[[ DATASET CONTENT open ]]

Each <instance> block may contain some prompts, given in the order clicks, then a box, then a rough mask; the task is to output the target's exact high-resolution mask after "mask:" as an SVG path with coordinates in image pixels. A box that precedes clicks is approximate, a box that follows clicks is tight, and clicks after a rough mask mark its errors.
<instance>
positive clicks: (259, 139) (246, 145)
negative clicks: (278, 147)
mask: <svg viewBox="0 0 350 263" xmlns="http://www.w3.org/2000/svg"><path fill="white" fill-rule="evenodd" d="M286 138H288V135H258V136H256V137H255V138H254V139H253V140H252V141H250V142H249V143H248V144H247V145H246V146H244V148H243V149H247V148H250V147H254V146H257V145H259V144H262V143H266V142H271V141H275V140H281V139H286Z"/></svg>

[[ DATASET CONTENT closed ]]

=== TASK REQUIREMENTS ===
Reproduce the items verbatim, starting at their first line and ending at the line that contains "negative clicks: (278, 147)".

=== RESPONSE TO THIS TASK ===
Each <instance> block may contain some prompts, given in the order clicks, then a box, then a rough mask; the task is to output the target's exact high-resolution mask after "mask:" as an SVG path with coordinates in image pixels. A box that precedes clicks is approximate, a box that follows clicks is tight, and clicks after a rough mask mark its errors.
<instance>
positive clicks: (259, 139) (246, 145)
negative clicks: (278, 147)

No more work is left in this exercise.